**Records for the task:**
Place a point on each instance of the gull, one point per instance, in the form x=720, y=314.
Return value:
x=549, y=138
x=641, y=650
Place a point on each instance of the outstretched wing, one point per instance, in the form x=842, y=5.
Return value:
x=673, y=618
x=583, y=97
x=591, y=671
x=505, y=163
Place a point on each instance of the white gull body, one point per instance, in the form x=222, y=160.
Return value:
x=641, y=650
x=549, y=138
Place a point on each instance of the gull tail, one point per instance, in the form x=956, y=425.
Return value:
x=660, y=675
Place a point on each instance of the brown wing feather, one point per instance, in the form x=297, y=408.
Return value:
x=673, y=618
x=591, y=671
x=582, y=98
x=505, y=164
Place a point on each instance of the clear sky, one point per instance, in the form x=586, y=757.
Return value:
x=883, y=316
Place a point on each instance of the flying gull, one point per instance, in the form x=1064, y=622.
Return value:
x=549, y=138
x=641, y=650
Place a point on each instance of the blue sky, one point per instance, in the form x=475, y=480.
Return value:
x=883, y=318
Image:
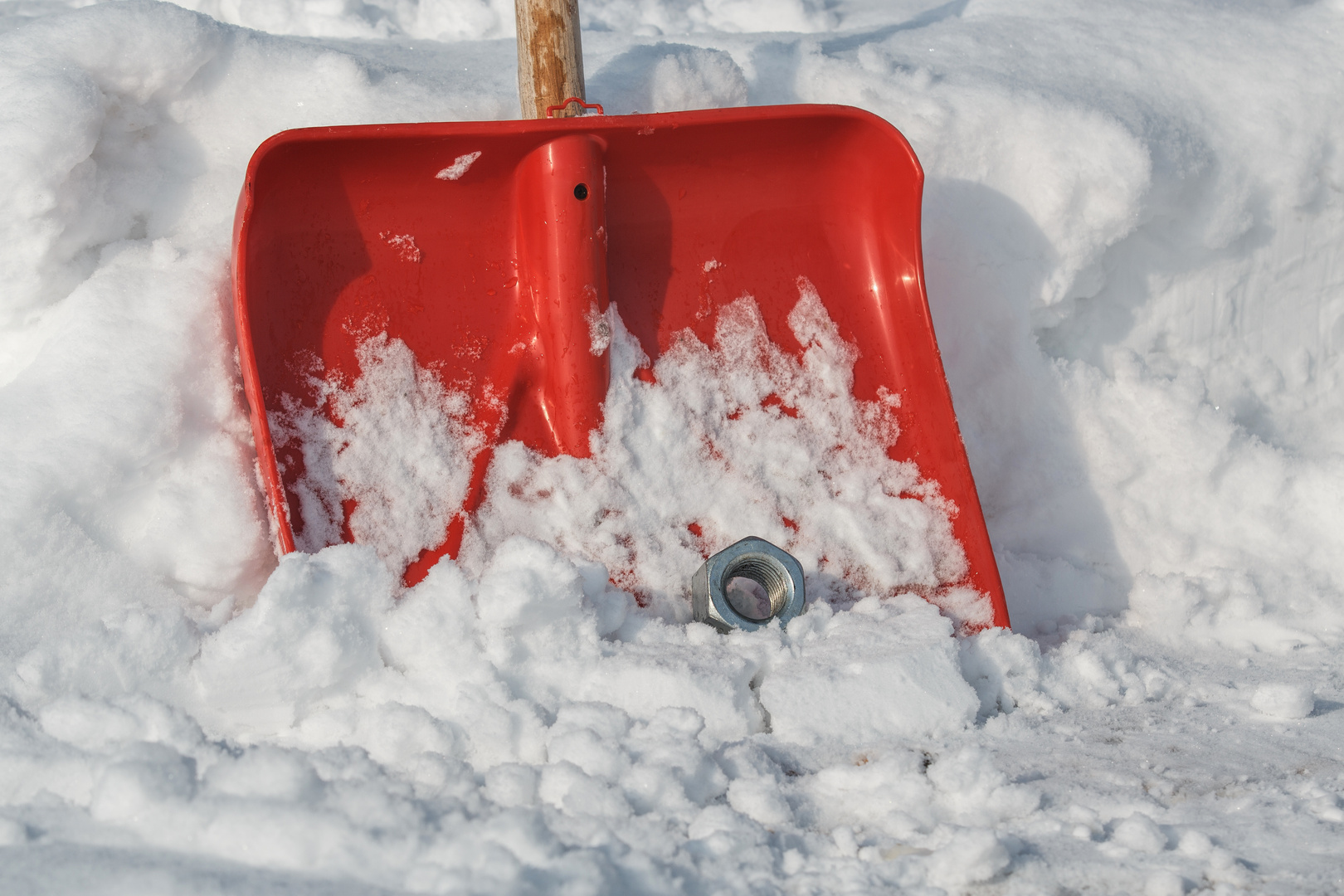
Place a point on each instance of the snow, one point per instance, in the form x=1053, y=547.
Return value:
x=1133, y=223
x=460, y=165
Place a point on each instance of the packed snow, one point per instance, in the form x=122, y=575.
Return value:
x=1133, y=234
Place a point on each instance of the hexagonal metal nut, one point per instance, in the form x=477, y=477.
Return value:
x=774, y=570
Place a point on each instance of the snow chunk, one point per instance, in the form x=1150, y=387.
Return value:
x=403, y=453
x=1283, y=700
x=459, y=165
x=875, y=674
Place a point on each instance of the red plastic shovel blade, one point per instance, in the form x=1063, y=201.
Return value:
x=488, y=247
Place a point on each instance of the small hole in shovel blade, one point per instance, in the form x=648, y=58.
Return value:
x=749, y=598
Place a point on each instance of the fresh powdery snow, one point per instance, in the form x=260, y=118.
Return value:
x=1133, y=236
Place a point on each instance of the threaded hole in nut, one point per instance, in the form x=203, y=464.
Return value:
x=757, y=587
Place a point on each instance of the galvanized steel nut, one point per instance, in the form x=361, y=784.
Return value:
x=753, y=571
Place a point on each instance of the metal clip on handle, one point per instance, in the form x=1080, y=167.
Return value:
x=552, y=110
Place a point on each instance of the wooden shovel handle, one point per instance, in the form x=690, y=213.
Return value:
x=550, y=56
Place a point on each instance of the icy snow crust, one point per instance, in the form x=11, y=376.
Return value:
x=1133, y=225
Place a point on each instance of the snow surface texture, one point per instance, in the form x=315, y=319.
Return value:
x=1133, y=223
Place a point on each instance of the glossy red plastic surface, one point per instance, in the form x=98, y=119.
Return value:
x=509, y=254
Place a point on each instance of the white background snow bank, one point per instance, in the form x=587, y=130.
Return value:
x=1133, y=227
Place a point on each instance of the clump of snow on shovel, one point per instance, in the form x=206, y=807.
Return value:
x=402, y=451
x=735, y=438
x=459, y=167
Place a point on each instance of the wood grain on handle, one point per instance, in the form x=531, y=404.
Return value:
x=550, y=56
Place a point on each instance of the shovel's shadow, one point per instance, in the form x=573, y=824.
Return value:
x=986, y=264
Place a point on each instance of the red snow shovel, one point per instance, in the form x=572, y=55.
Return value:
x=488, y=246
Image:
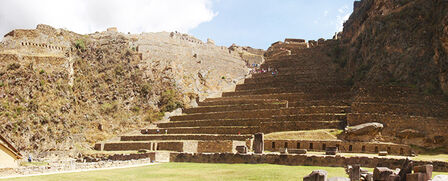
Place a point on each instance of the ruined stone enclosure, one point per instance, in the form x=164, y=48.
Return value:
x=299, y=88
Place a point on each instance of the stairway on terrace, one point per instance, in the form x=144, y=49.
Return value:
x=408, y=115
x=304, y=93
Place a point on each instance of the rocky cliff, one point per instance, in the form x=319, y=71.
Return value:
x=397, y=42
x=64, y=91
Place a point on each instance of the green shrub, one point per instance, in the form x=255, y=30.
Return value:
x=13, y=66
x=135, y=109
x=152, y=115
x=109, y=107
x=146, y=89
x=80, y=44
x=170, y=100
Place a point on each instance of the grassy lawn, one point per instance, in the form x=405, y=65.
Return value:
x=198, y=171
x=321, y=134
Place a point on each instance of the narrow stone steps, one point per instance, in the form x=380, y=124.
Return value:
x=157, y=137
x=403, y=109
x=205, y=130
x=278, y=126
x=290, y=97
x=260, y=113
x=290, y=78
x=237, y=101
x=283, y=84
x=214, y=122
x=307, y=73
x=165, y=145
x=239, y=107
x=303, y=89
x=314, y=117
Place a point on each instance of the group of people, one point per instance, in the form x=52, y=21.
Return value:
x=256, y=70
x=158, y=131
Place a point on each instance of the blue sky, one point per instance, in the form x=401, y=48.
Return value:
x=256, y=23
x=259, y=23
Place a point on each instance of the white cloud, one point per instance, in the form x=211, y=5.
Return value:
x=87, y=16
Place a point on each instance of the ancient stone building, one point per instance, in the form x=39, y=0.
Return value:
x=9, y=156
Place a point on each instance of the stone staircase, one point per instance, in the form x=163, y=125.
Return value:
x=302, y=94
x=302, y=91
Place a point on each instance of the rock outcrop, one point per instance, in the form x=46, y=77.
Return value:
x=397, y=42
x=363, y=132
x=60, y=90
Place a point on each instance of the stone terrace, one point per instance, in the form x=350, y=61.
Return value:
x=299, y=89
x=299, y=93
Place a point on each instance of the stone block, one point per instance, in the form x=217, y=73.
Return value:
x=316, y=175
x=393, y=177
x=355, y=173
x=406, y=168
x=258, y=143
x=369, y=177
x=297, y=151
x=382, y=153
x=241, y=149
x=415, y=177
x=331, y=150
x=425, y=169
x=382, y=173
x=440, y=178
x=338, y=179
x=283, y=150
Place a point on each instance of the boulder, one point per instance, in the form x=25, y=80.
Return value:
x=440, y=178
x=338, y=179
x=410, y=133
x=316, y=175
x=382, y=173
x=297, y=151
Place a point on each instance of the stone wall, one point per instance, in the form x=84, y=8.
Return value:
x=416, y=129
x=304, y=160
x=225, y=146
x=346, y=147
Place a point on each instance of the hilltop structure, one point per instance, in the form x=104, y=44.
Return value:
x=9, y=156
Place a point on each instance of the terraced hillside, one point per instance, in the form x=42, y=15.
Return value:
x=301, y=88
x=301, y=92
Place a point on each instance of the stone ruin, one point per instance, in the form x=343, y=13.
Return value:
x=356, y=173
x=298, y=89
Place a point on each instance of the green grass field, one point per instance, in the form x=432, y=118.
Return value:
x=197, y=171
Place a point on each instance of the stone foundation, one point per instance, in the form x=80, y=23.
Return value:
x=303, y=160
x=345, y=147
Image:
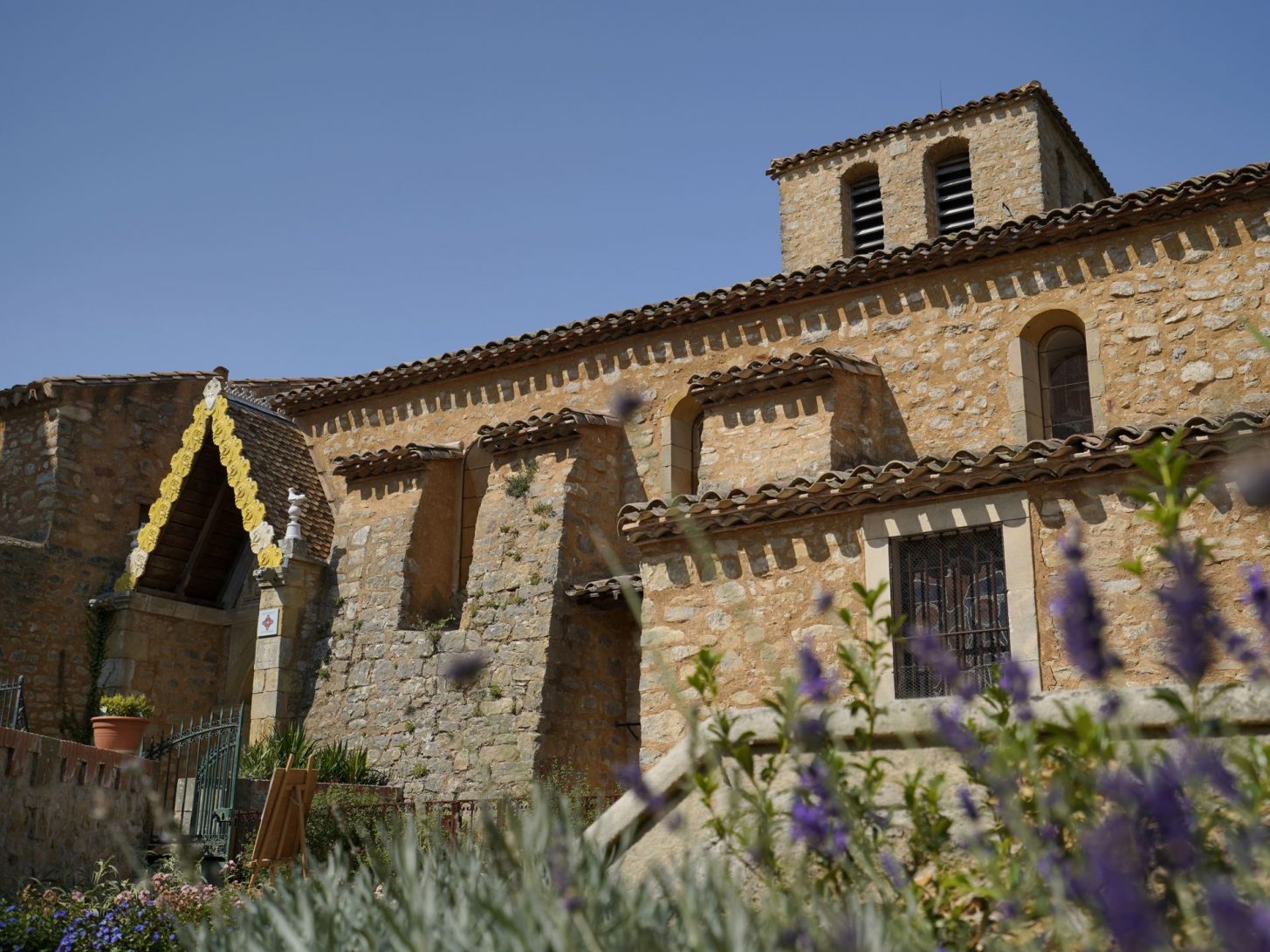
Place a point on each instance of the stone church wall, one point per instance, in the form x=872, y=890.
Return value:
x=95, y=455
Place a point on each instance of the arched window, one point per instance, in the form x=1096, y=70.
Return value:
x=954, y=195
x=681, y=444
x=864, y=225
x=1065, y=384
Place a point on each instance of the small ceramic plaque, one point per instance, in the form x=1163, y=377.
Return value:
x=267, y=622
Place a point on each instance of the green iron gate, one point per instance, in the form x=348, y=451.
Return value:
x=196, y=772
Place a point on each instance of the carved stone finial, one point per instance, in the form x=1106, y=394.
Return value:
x=212, y=390
x=293, y=514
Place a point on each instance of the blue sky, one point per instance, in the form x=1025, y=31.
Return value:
x=320, y=188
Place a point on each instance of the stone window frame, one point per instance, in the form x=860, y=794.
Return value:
x=1013, y=513
x=857, y=173
x=1024, y=390
x=941, y=150
x=681, y=444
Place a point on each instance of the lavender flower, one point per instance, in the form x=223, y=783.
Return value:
x=1192, y=623
x=814, y=815
x=1239, y=927
x=630, y=776
x=815, y=684
x=1114, y=885
x=957, y=735
x=1080, y=619
x=968, y=806
x=463, y=670
x=561, y=877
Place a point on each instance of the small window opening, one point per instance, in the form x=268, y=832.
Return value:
x=1065, y=382
x=867, y=223
x=954, y=198
x=952, y=586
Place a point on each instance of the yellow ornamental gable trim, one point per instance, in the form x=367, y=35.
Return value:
x=239, y=469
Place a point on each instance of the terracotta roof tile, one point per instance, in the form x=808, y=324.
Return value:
x=1081, y=221
x=1029, y=91
x=50, y=387
x=1203, y=437
x=379, y=462
x=535, y=430
x=606, y=588
x=775, y=373
x=279, y=460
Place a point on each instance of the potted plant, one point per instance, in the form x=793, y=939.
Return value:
x=122, y=723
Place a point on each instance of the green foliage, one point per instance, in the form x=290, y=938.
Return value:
x=517, y=483
x=97, y=634
x=262, y=758
x=335, y=763
x=533, y=885
x=126, y=706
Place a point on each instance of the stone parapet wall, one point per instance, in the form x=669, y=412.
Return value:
x=69, y=806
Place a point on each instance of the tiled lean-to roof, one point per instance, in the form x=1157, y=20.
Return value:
x=1203, y=437
x=536, y=430
x=1029, y=91
x=379, y=462
x=773, y=373
x=281, y=461
x=1081, y=221
x=606, y=589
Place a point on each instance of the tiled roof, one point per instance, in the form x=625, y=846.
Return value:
x=606, y=589
x=1203, y=437
x=379, y=462
x=1081, y=221
x=535, y=430
x=279, y=460
x=1033, y=91
x=773, y=373
x=49, y=387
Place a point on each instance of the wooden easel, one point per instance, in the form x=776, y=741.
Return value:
x=281, y=837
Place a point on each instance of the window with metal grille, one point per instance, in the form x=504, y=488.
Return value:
x=954, y=586
x=867, y=225
x=1065, y=384
x=954, y=198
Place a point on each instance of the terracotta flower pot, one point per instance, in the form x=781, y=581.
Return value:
x=120, y=734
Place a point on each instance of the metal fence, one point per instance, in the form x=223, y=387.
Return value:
x=13, y=705
x=196, y=776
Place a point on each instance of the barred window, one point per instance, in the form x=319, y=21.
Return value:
x=1065, y=381
x=954, y=586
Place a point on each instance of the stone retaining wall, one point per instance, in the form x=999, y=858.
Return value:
x=67, y=806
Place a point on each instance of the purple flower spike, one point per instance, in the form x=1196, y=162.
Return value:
x=1239, y=927
x=814, y=815
x=1192, y=623
x=814, y=683
x=1114, y=885
x=633, y=778
x=1080, y=619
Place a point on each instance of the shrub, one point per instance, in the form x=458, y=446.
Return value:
x=126, y=706
x=517, y=483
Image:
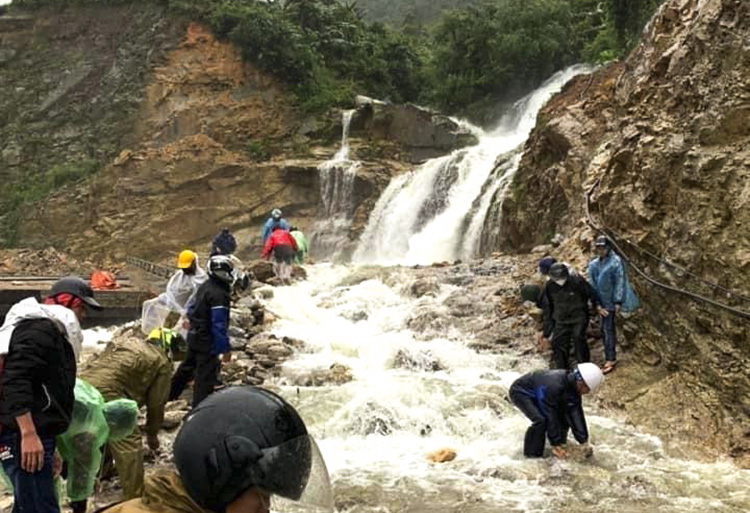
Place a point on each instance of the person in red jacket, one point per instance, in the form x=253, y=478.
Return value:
x=284, y=248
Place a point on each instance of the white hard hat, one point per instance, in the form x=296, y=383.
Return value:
x=592, y=375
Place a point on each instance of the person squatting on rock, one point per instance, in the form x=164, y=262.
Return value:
x=40, y=343
x=302, y=246
x=238, y=450
x=208, y=338
x=284, y=248
x=141, y=371
x=224, y=243
x=271, y=223
x=551, y=399
x=607, y=275
x=94, y=423
x=566, y=315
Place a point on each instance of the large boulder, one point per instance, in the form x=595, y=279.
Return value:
x=423, y=133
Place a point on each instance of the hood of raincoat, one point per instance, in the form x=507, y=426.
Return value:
x=30, y=308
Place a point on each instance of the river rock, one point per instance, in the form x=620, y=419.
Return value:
x=265, y=292
x=279, y=351
x=442, y=456
x=417, y=360
x=172, y=419
x=423, y=287
x=262, y=270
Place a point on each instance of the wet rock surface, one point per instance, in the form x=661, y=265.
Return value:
x=664, y=136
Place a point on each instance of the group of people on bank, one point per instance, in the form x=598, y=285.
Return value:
x=241, y=445
x=551, y=399
x=234, y=449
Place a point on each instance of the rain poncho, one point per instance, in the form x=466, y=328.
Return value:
x=181, y=289
x=302, y=246
x=30, y=308
x=80, y=446
x=272, y=223
x=610, y=279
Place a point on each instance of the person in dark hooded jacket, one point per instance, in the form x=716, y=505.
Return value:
x=551, y=399
x=36, y=393
x=224, y=243
x=208, y=338
x=566, y=314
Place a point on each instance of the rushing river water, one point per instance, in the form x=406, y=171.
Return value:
x=376, y=431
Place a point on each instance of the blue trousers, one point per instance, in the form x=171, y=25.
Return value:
x=32, y=492
x=609, y=331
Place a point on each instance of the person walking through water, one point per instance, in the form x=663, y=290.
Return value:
x=272, y=223
x=607, y=275
x=566, y=315
x=284, y=248
x=551, y=399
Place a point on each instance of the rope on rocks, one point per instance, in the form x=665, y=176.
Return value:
x=613, y=236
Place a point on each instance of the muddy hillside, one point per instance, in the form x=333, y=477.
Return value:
x=661, y=143
x=163, y=133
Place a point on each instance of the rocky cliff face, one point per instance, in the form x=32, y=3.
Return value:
x=212, y=142
x=666, y=135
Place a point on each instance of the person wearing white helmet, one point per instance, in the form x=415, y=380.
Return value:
x=551, y=399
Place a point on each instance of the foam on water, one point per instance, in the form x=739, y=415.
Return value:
x=376, y=431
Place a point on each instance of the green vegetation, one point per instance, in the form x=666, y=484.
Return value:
x=477, y=53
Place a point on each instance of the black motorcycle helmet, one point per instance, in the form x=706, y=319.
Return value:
x=77, y=287
x=245, y=437
x=559, y=272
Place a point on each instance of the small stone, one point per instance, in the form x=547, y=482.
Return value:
x=442, y=456
x=172, y=419
x=279, y=352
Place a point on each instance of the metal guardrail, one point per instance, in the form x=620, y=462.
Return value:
x=150, y=267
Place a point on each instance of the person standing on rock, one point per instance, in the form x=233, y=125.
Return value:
x=284, y=248
x=272, y=223
x=208, y=338
x=551, y=399
x=224, y=243
x=566, y=316
x=607, y=274
x=238, y=449
x=38, y=348
x=140, y=371
x=302, y=246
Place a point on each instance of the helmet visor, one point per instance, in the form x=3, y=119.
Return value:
x=297, y=477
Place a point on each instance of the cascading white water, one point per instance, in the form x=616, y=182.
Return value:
x=336, y=176
x=375, y=431
x=437, y=212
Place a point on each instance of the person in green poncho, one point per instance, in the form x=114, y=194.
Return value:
x=139, y=370
x=94, y=422
x=302, y=246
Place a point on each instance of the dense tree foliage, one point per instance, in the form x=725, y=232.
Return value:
x=477, y=53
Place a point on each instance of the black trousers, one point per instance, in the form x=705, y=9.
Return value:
x=201, y=366
x=562, y=337
x=533, y=442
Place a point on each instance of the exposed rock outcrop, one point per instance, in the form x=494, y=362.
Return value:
x=207, y=140
x=667, y=134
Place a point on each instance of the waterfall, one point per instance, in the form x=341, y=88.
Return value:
x=330, y=233
x=437, y=212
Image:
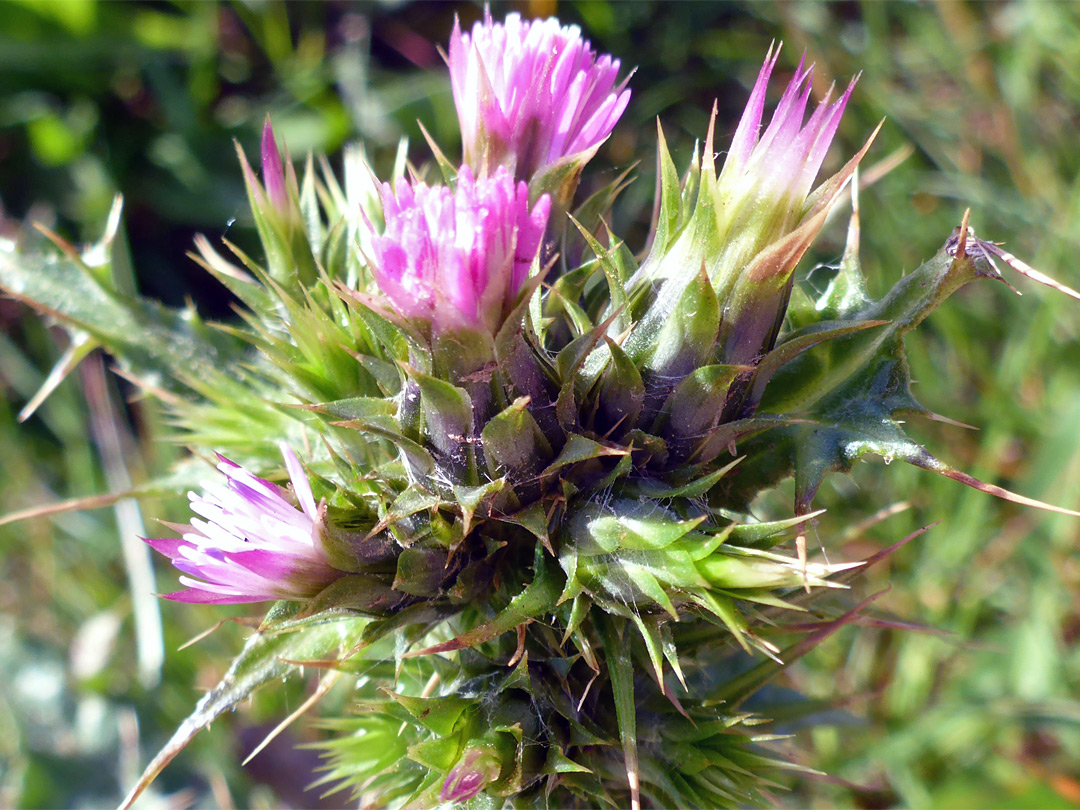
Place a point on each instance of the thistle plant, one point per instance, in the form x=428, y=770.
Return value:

**Requirement:** Where the word "jacket" occurs in a line of the records, copy that line.

**Exercise response:**
Place a point on each instance of the person in red jacket, one point per instance, in the form x=253, y=478.
Place a point on each instance of the person in dark hooded jacket, one point per instance, in the form x=716, y=505.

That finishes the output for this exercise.